• Sayfa Metni
______

2)Natürel birinci zeytinyağı (İng. Virgin olive oil): Bu zeytinyağı, %0,8 ile %2 arasında oleik asit içermekte. Bunun dışında, sızma ile aynı özelliklere sahip.
3)Natürel ikinci zeytinyağı (İng. Ordinary virgin olive oil): Bu zeytinyağında, serbest yağ asidi oranı %2-%3,3 arasında. Diğer özellikleri yukarıdakilerle benzerlik gösteriyor. Sızmada hafif olan meyvemsi tat, diğer olumlu özelliklerin bazıları daha belirgin. Tüketim şekli de yukarıdakiler gibi.
4)Rafine zeytinyağı (İng. 'Pure' or Refined olive oil): Asit oranı %3,3'ün üzerinde olan natürel yağlara lampant deniyor. (Bu yağlar, eski zamanlarda kandillerde ışık elde etmek amacıyla kullanılırmış, lampant deyimi oradan geliyor.) Lampant kategorisindeki zeytinyağları rafine edilerek, asit oranı sıfıra indirgeniyor ve içerdiği her türlü koku ve tat yok oluyor. Özellikle kızartmalar için uygun. Yemeklerde de kullanılabilir. Ancak, salatalarda veya sofrada doğrudan tüketim için tavsiye edilmiyor.

______

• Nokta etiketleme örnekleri
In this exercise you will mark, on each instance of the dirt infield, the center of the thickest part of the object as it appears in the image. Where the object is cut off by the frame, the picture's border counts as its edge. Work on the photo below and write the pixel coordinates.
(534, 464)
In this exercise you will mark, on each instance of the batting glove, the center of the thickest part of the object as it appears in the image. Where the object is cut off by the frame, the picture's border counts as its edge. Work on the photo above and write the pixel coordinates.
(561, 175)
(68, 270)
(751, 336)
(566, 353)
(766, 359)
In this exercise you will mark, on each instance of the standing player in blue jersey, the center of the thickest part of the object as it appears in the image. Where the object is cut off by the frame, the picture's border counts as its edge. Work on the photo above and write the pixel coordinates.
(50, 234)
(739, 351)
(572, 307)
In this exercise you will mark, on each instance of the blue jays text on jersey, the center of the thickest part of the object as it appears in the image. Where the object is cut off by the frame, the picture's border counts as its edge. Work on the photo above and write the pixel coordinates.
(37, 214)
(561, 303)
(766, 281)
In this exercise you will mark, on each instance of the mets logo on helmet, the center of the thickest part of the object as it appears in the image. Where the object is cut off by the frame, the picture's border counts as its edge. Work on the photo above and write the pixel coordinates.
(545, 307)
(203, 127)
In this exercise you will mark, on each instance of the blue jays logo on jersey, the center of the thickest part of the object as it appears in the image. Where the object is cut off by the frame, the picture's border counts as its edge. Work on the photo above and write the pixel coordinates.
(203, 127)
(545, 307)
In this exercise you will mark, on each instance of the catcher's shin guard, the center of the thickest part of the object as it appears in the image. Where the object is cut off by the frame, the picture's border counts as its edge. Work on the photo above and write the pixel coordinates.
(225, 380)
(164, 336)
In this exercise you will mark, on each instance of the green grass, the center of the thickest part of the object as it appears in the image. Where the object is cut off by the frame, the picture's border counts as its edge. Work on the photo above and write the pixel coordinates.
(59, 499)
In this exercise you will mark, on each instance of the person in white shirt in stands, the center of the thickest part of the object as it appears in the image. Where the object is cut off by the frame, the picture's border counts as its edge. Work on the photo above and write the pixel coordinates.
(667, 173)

______

• Alıştırma 1
Girdilerde "of the catcher's" ifadesini içeren satırdan girdilerin sonuna kadar olan satırları, "shin guard" yerine "knee pad" koyarak düzenleyip yeniden yazın; başka hiçbir şeyi değiştirmeyin.
• Alıştırma 2
Lütfen zeytinyağı türleri metnini bittiği yerden sürdürün.
Girdilerin zeytinyağı türleri metniyle hiçbir ilgisi yoktur.

• Doğru Cevap 1
In this exercise you will mark, on each instance of the catcher's knee pad, the center of the thickest part of the object as it appears in the image. Where the object is cut off by the frame, the picture's border counts as its edge. Work on the photo above and write the pixel coordinates.
(225, 380)
(164, 336)
In this exercise you will mark, on each instance of the green grass, the center of the thickest part of the object as it appears in the image. Where the object is cut off by the frame, the picture's border counts as its edge. Work on the photo above and write the pixel coordinates.
(59, 499)
In this exercise you will mark, on each instance of the person in white shirt in stands, the center of the thickest part of the object as it appears in the image. Where the object is cut off by the frame, the picture's border counts as its edge. Work on the photo above and write the pixel coordinates.
(667, 173)

• Doğru Cevap 2
5)Riviera tipi (İng. Olive oil): Bu tip zeytinyağı %60-85 rafine zeytinyağı ile %15-40 natürel zeytinyağının karıştırılması ile oluşturulan bir harman. Natürel zeytinyağının kendine has tadı ve kokusu ile rafine zeytinyağının hafifliği birleştirilerek tadı ve kokusu olan, natürele göre daha hafif bir yağ elde edilmiş oluyor. Asit oranı %1 veya %1,5 olabilir. Yemeklerde kullanıma uygun. Ancak, tadı benzese bile özellikle besin değeri bakımından natürel yağlara yaklaşamıyor.
Evet daha ne çok şey var paylaşabilecek... Fazlaca sizleri de sıkmadan eğer ilgileniyor iseniz ekli formu doldurup bana iletirseniz Mart ayı içinde bu nefis, özenle hazırlanmış zeytinyağını adresinize iletme konusunda işlemleri başlatacağım. Haberleşmek üzere...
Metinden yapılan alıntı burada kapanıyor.